--- start of EXCERPT ---
Among all the unexpected romances that ensured a vintage Royal Ascot last week, with or without Yeats, none gladdened more hearts than a winner for the man who will always be treasured as the meeting's 20th-century archetype.

Henry Cecil's exquisite sensibilities have always been united most happily at the meeting with more clothes horses than the other kind. After becoming the first man to saddle 70 winners there, however, Cecil endured a barren run of seven years until a colt bearing the poignant name of Father Time won the King Edward VII Stakes on Friday.

Cecil's professional revival over the past three seasons or so, at a time when he has had to deal with so many private torments, has disclosed the bedrock of fortitude beneath all the silken flourishes of his wardrobe and personality. And while his health remains troubled, his touch with horses remains palpably undiminished – and with fillies, in particular.

So while it seems fairly random to stumble across midweek Listed races at Newcastle and Warwick, the fact that they are confined to fillies makes it almost inevitable that Cecil has eligible types in both.

Gripsholm Castle contests the EBF Hoppings Stakes at Newcastle after bounding clear of a better fancied stablemate – in the meantime second in the Ribblesdale Stakes – on her debut at Newmarket. She looked green that day, and her jockey did little more than hold her together, so she is entitled to make the improvement required by far more experienced rivals.
--- end of EXCERPT ---
• GOALS
a. Return the passage of the article on Henry Cecil from "Henry Cecil's exquisite" up to and including "Stakes on Friday.", copied word for word.
b. In the article on Henry Cecil, which race did Father Time win on Friday?
c. Translate this sentence from the article on Henry Cecil into Spanish: "Gripsholm Castle contests the EBF Hoppings Stakes at Newcastle after bounding clear of a better fancied stablemate – in the meantime second in the Ribblesdale Stakes – on her debut at Newmarket."
--- start of EXTRACTED DATA ---
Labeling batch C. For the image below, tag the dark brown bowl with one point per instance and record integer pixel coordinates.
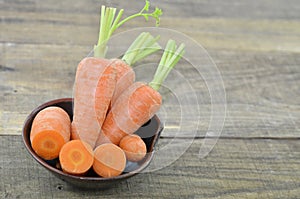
(149, 132)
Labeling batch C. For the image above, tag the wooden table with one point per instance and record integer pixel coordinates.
(256, 47)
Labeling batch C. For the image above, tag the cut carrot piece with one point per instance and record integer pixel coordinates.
(76, 157)
(49, 132)
(109, 161)
(134, 147)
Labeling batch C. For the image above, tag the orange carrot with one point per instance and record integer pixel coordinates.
(49, 132)
(139, 102)
(134, 107)
(134, 147)
(109, 160)
(94, 86)
(96, 78)
(76, 157)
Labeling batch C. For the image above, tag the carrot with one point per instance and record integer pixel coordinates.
(109, 161)
(94, 86)
(96, 79)
(134, 147)
(139, 102)
(76, 157)
(49, 132)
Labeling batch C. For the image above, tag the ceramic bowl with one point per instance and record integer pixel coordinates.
(149, 132)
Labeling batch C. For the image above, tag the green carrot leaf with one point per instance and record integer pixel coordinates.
(169, 59)
(109, 23)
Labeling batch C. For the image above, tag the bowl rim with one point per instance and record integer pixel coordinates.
(41, 161)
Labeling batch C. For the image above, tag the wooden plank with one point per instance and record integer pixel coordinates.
(242, 34)
(236, 168)
(258, 103)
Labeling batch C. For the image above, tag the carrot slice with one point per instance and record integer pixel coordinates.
(49, 132)
(134, 147)
(109, 161)
(76, 157)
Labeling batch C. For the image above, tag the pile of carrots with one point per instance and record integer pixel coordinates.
(109, 106)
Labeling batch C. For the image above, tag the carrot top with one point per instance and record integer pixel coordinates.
(144, 45)
(169, 59)
(109, 22)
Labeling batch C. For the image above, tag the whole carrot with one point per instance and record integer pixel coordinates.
(96, 79)
(140, 101)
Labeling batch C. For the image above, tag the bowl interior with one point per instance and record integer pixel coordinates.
(149, 132)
--- end of EXTRACTED DATA ---
• REPLIES
a.
Henry Cecil's exquisite sensibilities have always been united most happily at the meeting with more clothes horses than the other kind. After becoming the first man to saddle 70 winners there, however, Cecil endured a barren run of seven years until a colt bearing the poignant name of Father Time won the King Edward VII Stakes on Friday.

b. The King Edward VII Stakes.

c. Gripsholm Castle disputa los EBF Hoppings Stakes en Newcastle después de haberse escapado con claridad de una compañera de cuadra con más favoritismo —que entretanto fue segunda en los Ribblesdale Stakes— en su debut en Newmarket.